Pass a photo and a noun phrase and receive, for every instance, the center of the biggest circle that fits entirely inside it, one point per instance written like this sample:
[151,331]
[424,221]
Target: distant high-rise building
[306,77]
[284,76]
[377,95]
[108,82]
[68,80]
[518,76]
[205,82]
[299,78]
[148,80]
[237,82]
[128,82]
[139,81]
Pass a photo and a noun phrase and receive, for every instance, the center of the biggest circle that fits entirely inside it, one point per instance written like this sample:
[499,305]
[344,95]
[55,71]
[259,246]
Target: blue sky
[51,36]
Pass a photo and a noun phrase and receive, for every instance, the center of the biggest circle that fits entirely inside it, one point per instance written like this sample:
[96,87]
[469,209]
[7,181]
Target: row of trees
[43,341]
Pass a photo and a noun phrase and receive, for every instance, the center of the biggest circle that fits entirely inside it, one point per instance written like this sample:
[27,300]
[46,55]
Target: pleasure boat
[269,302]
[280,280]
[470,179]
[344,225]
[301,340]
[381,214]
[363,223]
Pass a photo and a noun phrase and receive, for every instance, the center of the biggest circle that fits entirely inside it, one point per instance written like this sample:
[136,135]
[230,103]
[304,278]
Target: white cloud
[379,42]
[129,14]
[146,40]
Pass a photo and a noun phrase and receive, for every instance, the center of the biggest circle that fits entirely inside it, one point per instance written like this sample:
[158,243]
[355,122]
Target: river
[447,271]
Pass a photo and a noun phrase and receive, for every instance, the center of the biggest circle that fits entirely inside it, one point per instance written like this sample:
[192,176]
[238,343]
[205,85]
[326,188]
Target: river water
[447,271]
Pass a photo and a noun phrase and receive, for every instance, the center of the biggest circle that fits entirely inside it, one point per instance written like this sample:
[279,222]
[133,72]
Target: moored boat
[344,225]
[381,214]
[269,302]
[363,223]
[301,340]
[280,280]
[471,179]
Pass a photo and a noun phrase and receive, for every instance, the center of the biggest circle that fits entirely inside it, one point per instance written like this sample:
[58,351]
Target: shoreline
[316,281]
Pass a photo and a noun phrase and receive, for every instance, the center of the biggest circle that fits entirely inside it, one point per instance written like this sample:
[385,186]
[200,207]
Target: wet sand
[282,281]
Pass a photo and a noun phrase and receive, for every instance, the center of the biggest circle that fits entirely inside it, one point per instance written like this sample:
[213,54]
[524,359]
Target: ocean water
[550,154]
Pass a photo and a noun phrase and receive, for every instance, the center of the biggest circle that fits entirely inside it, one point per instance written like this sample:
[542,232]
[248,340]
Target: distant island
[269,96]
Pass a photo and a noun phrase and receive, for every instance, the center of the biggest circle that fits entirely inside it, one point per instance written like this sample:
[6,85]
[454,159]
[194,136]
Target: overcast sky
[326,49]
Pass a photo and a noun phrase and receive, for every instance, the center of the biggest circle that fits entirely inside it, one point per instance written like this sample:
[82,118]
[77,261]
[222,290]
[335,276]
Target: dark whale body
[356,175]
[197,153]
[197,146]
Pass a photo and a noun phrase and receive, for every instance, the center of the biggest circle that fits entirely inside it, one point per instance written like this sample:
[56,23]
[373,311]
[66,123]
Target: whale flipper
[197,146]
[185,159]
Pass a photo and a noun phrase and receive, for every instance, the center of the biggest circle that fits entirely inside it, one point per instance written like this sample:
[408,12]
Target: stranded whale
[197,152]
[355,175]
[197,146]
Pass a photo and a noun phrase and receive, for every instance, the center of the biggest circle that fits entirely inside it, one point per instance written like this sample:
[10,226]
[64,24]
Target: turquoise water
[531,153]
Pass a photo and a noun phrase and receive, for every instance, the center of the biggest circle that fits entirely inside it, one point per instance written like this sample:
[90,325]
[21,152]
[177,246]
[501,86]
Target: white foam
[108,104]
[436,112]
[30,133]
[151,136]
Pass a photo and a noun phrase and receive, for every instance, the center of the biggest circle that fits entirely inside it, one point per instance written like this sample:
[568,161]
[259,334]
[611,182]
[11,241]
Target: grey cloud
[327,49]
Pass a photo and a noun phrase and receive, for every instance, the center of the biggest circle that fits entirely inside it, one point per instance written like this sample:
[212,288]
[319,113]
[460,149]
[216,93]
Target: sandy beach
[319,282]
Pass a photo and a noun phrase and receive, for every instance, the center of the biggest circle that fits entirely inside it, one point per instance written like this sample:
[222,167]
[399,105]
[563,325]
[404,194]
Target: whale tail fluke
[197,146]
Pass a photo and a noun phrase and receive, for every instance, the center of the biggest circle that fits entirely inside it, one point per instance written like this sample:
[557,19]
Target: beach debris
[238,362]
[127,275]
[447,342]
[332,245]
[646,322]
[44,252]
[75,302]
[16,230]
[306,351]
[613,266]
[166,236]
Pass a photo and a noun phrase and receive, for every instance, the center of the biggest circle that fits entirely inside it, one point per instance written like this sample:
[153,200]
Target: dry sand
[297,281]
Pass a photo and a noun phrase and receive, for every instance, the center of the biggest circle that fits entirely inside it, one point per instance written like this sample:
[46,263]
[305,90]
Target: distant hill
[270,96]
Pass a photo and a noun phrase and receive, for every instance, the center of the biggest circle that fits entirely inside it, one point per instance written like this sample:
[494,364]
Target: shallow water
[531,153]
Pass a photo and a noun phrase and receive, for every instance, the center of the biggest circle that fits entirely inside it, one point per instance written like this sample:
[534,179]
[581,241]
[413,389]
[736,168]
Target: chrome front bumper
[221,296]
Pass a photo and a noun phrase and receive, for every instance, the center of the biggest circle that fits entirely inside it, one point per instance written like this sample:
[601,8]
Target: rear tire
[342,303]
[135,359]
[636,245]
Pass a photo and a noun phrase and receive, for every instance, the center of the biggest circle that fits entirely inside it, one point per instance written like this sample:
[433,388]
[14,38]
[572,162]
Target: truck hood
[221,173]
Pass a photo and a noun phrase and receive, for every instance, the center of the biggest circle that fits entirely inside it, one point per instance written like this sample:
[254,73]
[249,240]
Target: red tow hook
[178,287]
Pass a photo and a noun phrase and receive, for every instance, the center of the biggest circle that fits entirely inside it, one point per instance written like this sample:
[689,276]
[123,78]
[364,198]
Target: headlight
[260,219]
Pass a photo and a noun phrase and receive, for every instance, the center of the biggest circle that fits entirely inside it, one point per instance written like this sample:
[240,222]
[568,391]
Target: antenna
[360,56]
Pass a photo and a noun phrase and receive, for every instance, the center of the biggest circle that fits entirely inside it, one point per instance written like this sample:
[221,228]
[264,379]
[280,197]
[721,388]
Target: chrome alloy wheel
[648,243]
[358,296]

Task objective:
Transcribe the material above in its entirety, precisely as written.

Response to the exercise:
Pass a photo and a noun phrase and receive, for every instance, the center of the biggest circle that fits entirely inside it, one point per instance written like this sample:
[151,331]
[424,221]
Target: distant high-rise building
[306,77]
[284,76]
[377,95]
[108,82]
[68,80]
[518,76]
[205,82]
[299,78]
[148,80]
[237,82]
[128,82]
[139,81]
Pass a photo and a noun phrase and receive, for every instance, the center of the biggest circle that fits entirely inside it, one point per instance written like this sample:
[499,305]
[344,95]
[55,71]
[259,246]
Target: blue sky
[51,36]
Pass a photo and a noun phrase and receive, for every instance, the center of the biggest circle that fits entirely inside it, one point per instance written like this sample:
[96,87]
[469,209]
[7,181]
Target: row of trees
[43,341]
Pass a photo and a noun phrase and receive, for every instance, the center of the biggest circle that fits entirely inside it, one point per instance written like this sample:
[27,300]
[46,55]
Target: pleasure boat
[269,302]
[280,280]
[470,179]
[344,225]
[301,340]
[381,214]
[363,223]
Pass a photo and a noun phrase and receive, for every instance, the center of the biggest circle that fits entirely inside it, one point per instance written like this sample:
[136,135]
[230,103]
[304,278]
Target: white cloud
[379,42]
[129,14]
[146,40]
Pass a photo and a noun phrase and receive, for every instance, the center of the biggest circle that fits entirely inside it, one point per instance written like this sample:
[158,243]
[355,122]
Target: river
[447,271]
Pass a photo and a noun phrase and receive, for every instance, the center of the biggest circle that fits entirely inside it, one point per instance written like this sample:
[192,176]
[238,343]
[205,85]
[326,188]
Target: river water
[447,271]
Pass a photo and a noun phrase and receive, for every instance, the center of the biggest circle that fits entirely inside it, one point per instance written like this sample:
[279,222]
[133,72]
Target: moored boat
[344,225]
[381,214]
[269,302]
[363,223]
[301,340]
[280,280]
[471,179]
Pass a photo and a noun phrase and receive, for every instance, the center of the biggest circle that fits entirely inside it, one point per instance written like this sample:
[58,351]
Target: shoreline
[316,281]
Pass a photo and a noun phrase and receive, for every instance, the center of the biggest circle that fits entirely inside it, one point per instance written like this sample:
[385,186]
[200,207]
Target: wet sand
[282,281]
Pass a photo and a noun phrase and receive, for every instance, the center of the biggest circle that fits entirely inside it, one point per instance written like this sample:
[213,54]
[524,359]
Target: ocean water
[550,154]
Pass a photo and a noun phrase and receive, for every instance, the center of the biggest circle that fits entirely inside it, one point per instance written like this sample:
[542,232]
[248,340]
Target: distant island
[269,96]
Pass a photo and a noun phrase and receive, for every instance, the center of the biggest circle that fits entirely inside it, one point per instance written like this sample:
[6,85]
[454,159]
[194,136]
Target: overcast sky
[326,49]
Pass a photo and a noun phrase and receive, for every instance, the center of the biggest circle that fits entirely inside it, one point per instance written like this sample:
[82,118]
[77,261]
[222,290]
[335,276]
Target: dark whale body
[356,175]
[197,153]
[197,146]
Pass a photo and a noun phrase and receive, for every instance, the center of the biggest circle that fits entirely inside it, one point per instance written like this sample:
[56,23]
[373,311]
[66,123]
Target: whale flipper
[197,146]
[185,159]
Pass a photo and a noun phrase and receive, for every instance, the center of the biggest circle that fits entirely inside it, one point per instance written like this sample:
[408,12]
Target: stranded whale
[197,152]
[355,175]
[197,146]
Pass a photo and a noun phrase and receive, for every instance, the center of the biggest circle that fits entirely inside it, one point per instance written like this sample:
[10,226]
[64,24]
Target: turquoise water
[531,153]
Pass a photo and a noun phrase and receive, for every instance, the center of the biggest circle that fits entirely inside it, one point per instance written like this sample:
[90,325]
[21,152]
[177,246]
[501,86]
Target: white foam
[108,104]
[436,112]
[30,133]
[151,136]
Pass a photo and a noun phrase and receive, for every instance, the center of the biggest circle that fits entirely inside it, one point per instance written like this sample:
[568,161]
[259,334]
[611,182]
[11,241]
Target: grey cloud
[327,49]
Pass a photo and a noun phrase and receive, for every instance, the center of the biggest circle that fits entirely inside it, one point per instance written like this sample:
[212,288]
[319,113]
[460,149]
[216,93]
Target: sandy beach
[319,282]
Pass a photo and a noun phrase and receive, for every instance, the center of the biggest circle that fits entirely inside it, one point per instance written like this sample:
[222,167]
[399,105]
[563,325]
[404,194]
Target: whale tail fluke
[197,146]
Pass a photo and a noun phrase and receive, for every instance, the center of the biggest circle that fits entirely inside it, one point per instance written like this sample:
[557,19]
Target: beach debris
[238,362]
[127,275]
[447,342]
[332,245]
[646,322]
[44,252]
[75,302]
[16,230]
[306,351]
[613,266]
[166,236]
Pass a photo and a noun phrase and receive, for every instance, the center of the biggest circle that fits entirely inside it, one point per instance written like this sample:
[153,200]
Target: dry sand
[297,281]
Pass a photo and a noun phrase and receive, for every instance, the center of the biggest circle that fits entirely inside it, one point per instance written like this sample:
[46,263]
[305,90]
Target: distant hill
[270,96]
Pass a photo and a noun phrase and receive, for every instance, the center of the biggest circle that fits entirely inside it, one point per instance written like this sample:
[494,364]
Target: shallow water
[531,153]
Pass a photo and a noun phrase and receive, for every instance, the center of the biggest circle that fits entirely inside it, one point per instance written like this sample:
[534,179]
[581,241]
[413,389]
[736,168]
Target: chrome front bumper
[221,296]
Pass a photo and a noun phrase and receive, for every instance, the center of the biggest circle that fits entirely inside it, one point per instance written like this sample:
[601,8]
Target: rear tire
[342,303]
[135,359]
[636,245]
Pass a photo and a noun phrase and receive, for every instance, the center of the biggest circle that fits entirely inside it, one point per instance written like this sample:
[433,388]
[14,38]
[572,162]
Target: truck hood
[221,173]
Pass a photo and a noun phrase and receive, for every instance, the center of the biggest circle that fits entirely inside it, one point per instance written like this sample:
[254,73]
[249,240]
Target: red tow hook
[178,287]
Pass a photo and a noun phrase and receive, for every instance, the center of the biggest circle that fits entirely inside it, one point per instance written like this sample:
[689,276]
[123,78]
[364,198]
Target: headlight
[260,219]
Pass a photo and a noun phrase and receive, for every instance, the center of the biggest circle that fits entirely inside it, one point per instance written like this sample:
[240,222]
[568,391]
Target: antenna
[360,56]
Pass a photo and a noun phrase and receive, for every instance, the center of the biggest circle that fits entirely inside it, one point per instance written like this sample:
[221,228]
[264,379]
[280,197]
[721,388]
Target: chrome alloy wheel
[648,243]
[358,296]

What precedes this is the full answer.